» EXTRACT TO READ:
[Start of section]

Okay, I’m sure a lot of you have read this NYT article by now (or at least heard it mentioned here on Murderati) which tells us that the minimum output of books per year for a professional author is now two. Per year. Double what people are used to thinking.
In the E Reader Age, a Book a Year is Slacking
And the article links this new phenomenon to the e book revolution.
Well, I would strongly disagree. MOST of the authors I know who make a good living at just writing books have been writing AT LEAST, at the VERY least, two books a year for longer than I’ve been in the author business. There are very few I know who can afford the leisurely pace of a book per year. (I dream of being able to afford that luxury…)
It was one of the first things I noticed when I moved from screenwriting to the author business in 2006. Successful writers write a LOT of books. Tons. Staggering numbers. Plus stories and any number of other things. (I felt like a total slacker until I realized if I had been writing books instead of screenplays for the last 11 years I would have those kinds of numbers, too.)
Of course, there’s a catch that we all have to be wary of. How long does it take to write a GOOD book? When are you starting to risk, well, dreck?
I wanted to think and talk about that today.
From the beginning of my (still quite short, really) author career, one of the questions I have gotten most often at book signings and panels is, “How long does it take you to write a book?”
My feeling is what’s always being asked is not how long it takes me to write a book, but how long it would take the person asking to write a book. Which of course, I have no way of answering, unless it’s to cut to the chase and shout, “Save yourself! Don’t do it!” But that’s never the question, so I don’t say it.
What I started out answering instead was, “About nine months.” Which, from Chapter One to copyedits, used to be true enough. But I’m getting faster. And the paranormals I write take more like two months. And of course with e publishing, the whole process of publishing has changed, and the time frame has changed, too.
I wrote three and a half books last year. One YA thriller, THE SPACE BETWEEN, one non-fiction writing workbook, WRITING LOVE, one paranormal, TWIST OF FATE (coming out in 2013), and half of my latest crime thriller, HUNTRESS MOON, which will be out next month. (And technically I also outlined another paranormal, KEEPER OF THE SHADOWS, which will also be out in 2013. Outlining is writing, too!).

[End of section]

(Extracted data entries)
[Start of section]

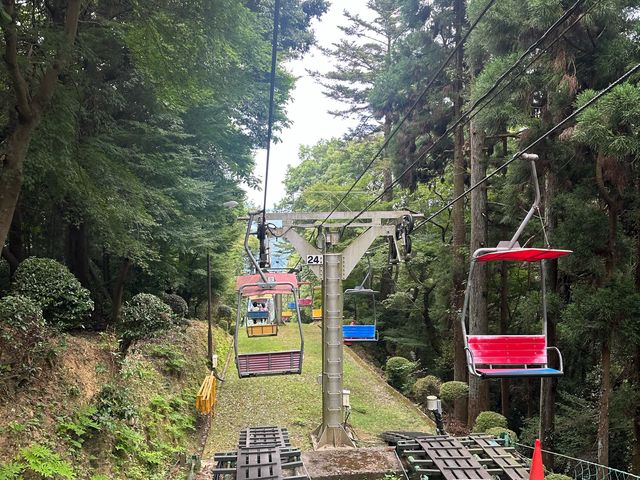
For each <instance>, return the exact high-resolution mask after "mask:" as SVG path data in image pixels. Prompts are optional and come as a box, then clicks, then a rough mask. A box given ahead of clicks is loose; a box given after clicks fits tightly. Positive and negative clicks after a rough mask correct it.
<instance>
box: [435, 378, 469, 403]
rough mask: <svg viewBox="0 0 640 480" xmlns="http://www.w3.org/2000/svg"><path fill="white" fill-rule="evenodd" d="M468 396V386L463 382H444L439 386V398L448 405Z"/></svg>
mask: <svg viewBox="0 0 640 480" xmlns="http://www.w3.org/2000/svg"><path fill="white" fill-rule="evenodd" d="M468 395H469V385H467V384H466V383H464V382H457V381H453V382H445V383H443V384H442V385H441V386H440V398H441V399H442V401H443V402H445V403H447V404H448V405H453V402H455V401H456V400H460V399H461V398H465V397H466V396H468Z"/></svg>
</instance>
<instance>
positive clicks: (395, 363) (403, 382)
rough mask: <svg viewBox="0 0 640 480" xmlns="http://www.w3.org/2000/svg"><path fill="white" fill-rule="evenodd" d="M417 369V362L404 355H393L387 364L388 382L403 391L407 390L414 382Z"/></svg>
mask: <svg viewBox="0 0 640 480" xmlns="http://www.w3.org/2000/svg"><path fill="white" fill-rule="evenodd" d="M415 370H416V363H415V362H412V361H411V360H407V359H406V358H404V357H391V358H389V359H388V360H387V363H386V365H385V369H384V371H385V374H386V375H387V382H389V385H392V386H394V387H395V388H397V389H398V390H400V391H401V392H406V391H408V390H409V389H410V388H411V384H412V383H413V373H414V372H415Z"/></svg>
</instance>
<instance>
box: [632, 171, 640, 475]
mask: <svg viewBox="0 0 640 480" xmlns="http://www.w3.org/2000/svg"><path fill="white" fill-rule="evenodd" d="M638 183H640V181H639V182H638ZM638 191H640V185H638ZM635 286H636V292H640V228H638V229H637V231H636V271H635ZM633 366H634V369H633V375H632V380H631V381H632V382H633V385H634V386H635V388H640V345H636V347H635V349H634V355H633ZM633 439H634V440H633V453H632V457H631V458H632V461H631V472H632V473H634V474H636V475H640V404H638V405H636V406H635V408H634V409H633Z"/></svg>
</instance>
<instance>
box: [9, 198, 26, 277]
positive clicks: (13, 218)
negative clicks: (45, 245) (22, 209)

[End of section]
[Start of section]

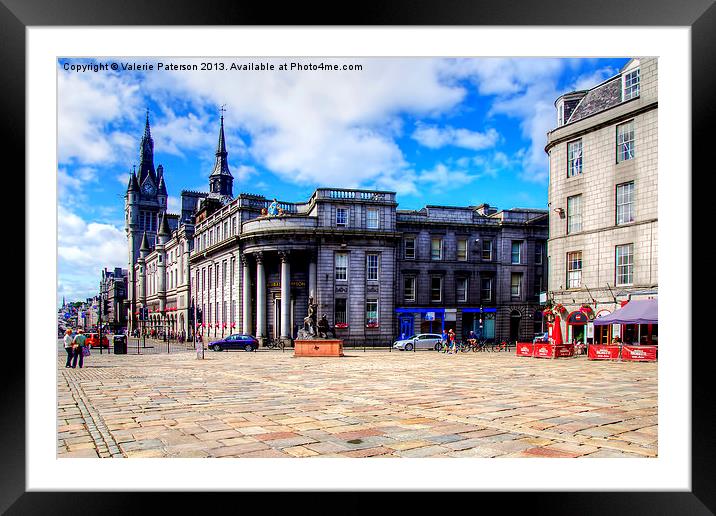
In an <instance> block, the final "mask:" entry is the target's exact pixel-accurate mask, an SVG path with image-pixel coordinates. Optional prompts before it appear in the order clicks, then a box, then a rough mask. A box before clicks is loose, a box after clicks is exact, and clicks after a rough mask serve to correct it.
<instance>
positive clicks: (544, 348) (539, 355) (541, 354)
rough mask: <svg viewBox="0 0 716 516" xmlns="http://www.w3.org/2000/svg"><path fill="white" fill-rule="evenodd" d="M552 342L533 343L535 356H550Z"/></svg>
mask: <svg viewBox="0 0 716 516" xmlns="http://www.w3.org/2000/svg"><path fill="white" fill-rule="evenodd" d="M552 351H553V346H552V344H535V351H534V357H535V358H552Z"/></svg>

[End of section]
[Start of section]

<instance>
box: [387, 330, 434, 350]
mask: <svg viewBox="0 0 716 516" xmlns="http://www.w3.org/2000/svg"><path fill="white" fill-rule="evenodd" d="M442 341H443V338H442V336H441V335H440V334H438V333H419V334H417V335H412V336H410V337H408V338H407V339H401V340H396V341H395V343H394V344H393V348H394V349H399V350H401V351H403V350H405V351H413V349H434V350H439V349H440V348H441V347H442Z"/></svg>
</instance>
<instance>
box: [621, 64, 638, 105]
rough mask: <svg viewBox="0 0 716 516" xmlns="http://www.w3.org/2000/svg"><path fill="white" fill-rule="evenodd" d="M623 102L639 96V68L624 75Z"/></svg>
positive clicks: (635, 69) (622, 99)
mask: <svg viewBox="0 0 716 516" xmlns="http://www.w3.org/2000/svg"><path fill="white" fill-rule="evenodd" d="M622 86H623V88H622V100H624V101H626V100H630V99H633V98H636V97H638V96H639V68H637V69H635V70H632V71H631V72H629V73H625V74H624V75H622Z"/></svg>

[End of section]

» TASKS TO COMPLETE:
1. Answer these questions about the post on how many books authors write per year:
(a) In what year did the writer move from screenwriting to the author business?
(b) About how long do the paranormals the writer writes take?
(c) Which of the writer's books is due out next month?
2. Output the lines of the records as a numbered list, from the line with "For each <instance>, return" up to and including the line with "box: [435, 378, 469, 403]", leaving out any blank lines.

» ANSWERS IN ORDER:
1.
(a) 2006
(b) About two months
(c) HUNTRESS MOON

2.
1. For each <instance>, return the exact high-resolution mask after "mask:" as SVG path data in image pixels. Prompts are optional and come as a box, then clicks, then a rough mask. A box given ahead of clicks is loose; a box given after clicks fits tightly. Positive and negative clicks after a rough mask correct it.
2. <instance>
3. box: [435, 378, 469, 403]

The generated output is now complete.